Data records

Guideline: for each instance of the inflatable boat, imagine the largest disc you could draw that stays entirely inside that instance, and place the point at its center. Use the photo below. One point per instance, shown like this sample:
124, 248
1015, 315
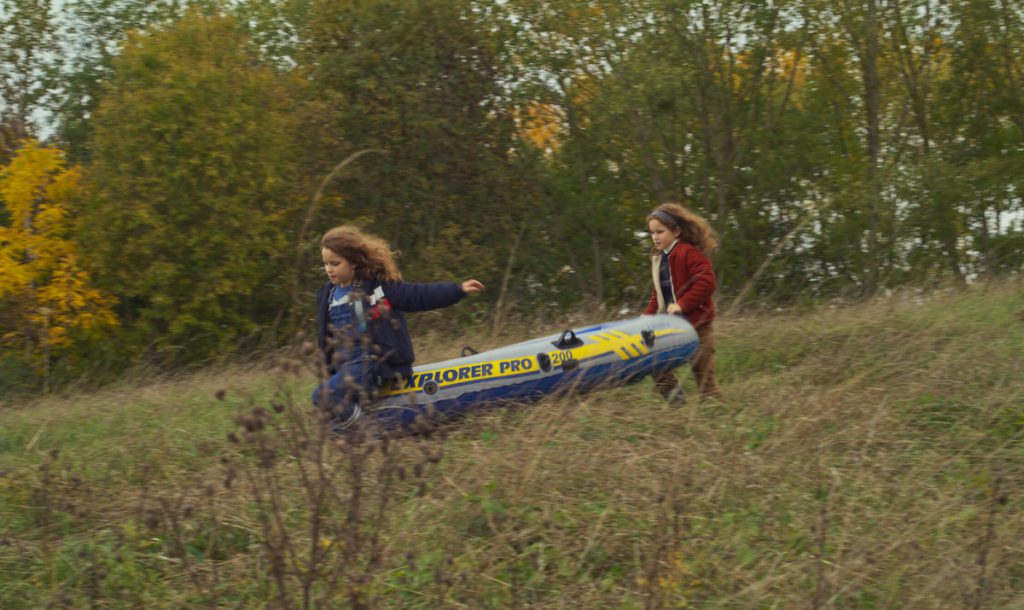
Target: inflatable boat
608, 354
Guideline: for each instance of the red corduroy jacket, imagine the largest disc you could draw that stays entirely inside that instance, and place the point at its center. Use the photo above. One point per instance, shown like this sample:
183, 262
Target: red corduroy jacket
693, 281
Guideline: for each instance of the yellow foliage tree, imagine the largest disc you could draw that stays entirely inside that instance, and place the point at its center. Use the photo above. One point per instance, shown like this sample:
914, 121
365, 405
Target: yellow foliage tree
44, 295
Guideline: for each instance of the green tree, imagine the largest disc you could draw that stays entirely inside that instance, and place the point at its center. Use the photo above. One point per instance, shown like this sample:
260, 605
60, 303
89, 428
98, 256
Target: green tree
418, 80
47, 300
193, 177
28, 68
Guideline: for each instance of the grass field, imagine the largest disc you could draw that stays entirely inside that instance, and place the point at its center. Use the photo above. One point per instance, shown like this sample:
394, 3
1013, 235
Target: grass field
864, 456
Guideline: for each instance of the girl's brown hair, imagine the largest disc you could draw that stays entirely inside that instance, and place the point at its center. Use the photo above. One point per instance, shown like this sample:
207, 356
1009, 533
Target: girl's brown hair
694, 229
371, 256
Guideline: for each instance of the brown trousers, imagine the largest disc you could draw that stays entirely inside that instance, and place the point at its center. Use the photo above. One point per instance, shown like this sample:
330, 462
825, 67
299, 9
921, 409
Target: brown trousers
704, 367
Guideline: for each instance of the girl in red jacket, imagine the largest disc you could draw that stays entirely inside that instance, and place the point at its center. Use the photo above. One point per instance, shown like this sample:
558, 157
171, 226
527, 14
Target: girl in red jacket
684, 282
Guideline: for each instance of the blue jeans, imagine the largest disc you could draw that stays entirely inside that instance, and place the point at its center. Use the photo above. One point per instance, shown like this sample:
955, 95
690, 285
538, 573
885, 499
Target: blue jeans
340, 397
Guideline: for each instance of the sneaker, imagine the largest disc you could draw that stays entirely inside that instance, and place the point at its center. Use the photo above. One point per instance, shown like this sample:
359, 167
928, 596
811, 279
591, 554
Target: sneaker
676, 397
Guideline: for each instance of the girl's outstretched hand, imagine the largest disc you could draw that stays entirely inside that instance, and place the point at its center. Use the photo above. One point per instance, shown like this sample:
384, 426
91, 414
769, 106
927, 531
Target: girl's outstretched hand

OBJECTIVE:
All of the material above is to be copied exactly, except for its images.

RESULT OF THE EXERCISE:
Guideline: for each instance of the inflatable boat, imagine the largest disc you could draw that stays entirely inside that instance, and place the point at its center. Use the photo below. One point per instance, shown like this sample:
124, 248
1015, 315
Target: inflatable boat
608, 354
Guideline: for each instance of the red corduroy jacket, imagine the largest disc you could draw that stays entirely inside that instance, and place the point at its center. Use the photo above. One point per instance, shown like this sample:
183, 262
Target: red corduroy jacket
693, 281
Guideline: for each instance of the yellow foliage tree, imagine the largest disc you could draw that stays entirely inside that instance, and place the point at its center. Use the photo above. One point per instance, shown like this sample:
914, 121
365, 405
Target: yellow foliage tree
44, 295
Guideline: for each instance of the green tree, imagine the largest disc you could draw that stays entirely inside that instance, and place the point at its center. Use the photo above. One point per instance, shown like this sample:
260, 605
60, 303
89, 428
98, 256
Target: green tree
418, 80
47, 300
193, 177
28, 68
Guideline: for each instance of the grass field, imagine the largest disc you could draw that stays entirely inside that instance, and place the point at its center. Use the photo above. One point per instance, shown like this sample:
394, 3
1013, 235
Target: grass field
864, 456
Guideline: for each instance of the girl's brown hair, imagine the largest disc you could draw that stays entirely inside that instance, and place the point at its center. Use the photo above. One point per instance, shown like this sample:
207, 356
1009, 533
Target: girl's brown hair
694, 229
371, 256
Guideline: for each instance of the brown trousers, imagine the largest disc you could draw that stays entirely inside that instance, and place the point at its center. Use the photo above. One point per instance, shown like this sample:
330, 462
825, 67
299, 9
921, 409
Target: brown trousers
704, 367
Guideline: for each instance of the girl in red jacket, imagine the largest disc you could draw that stays entirely inside that instance, and place the point at its center. Use the photo above. One point per instance, shown like this sample:
558, 157
171, 226
527, 14
Target: girl in red jacket
684, 282
Guideline: for each instance of the blue jeans, imagine the largest disc you could draw that stays entirely inside that instance, and place the point at its center. Use the photo above. One point per instance, shown like this sample:
955, 95
690, 285
538, 573
885, 499
Target: blue jeans
340, 397
Guideline: for each instance of the sneaker, imagine the largest disc you could draw that stays entirely inside that instance, and place the point at its center. Use the photo above. One point per instance, shown like this sample:
359, 167
928, 596
811, 279
591, 554
Target: sneaker
676, 397
Guideline: for each instance of the girl's outstretched hand, imagine the largest disc you could draw that stays entirely inside that instance, and place the point at its center. Use the photo above. One point per instance, shown like this sample:
384, 426
91, 414
769, 106
927, 531
Target: girl's outstretched hand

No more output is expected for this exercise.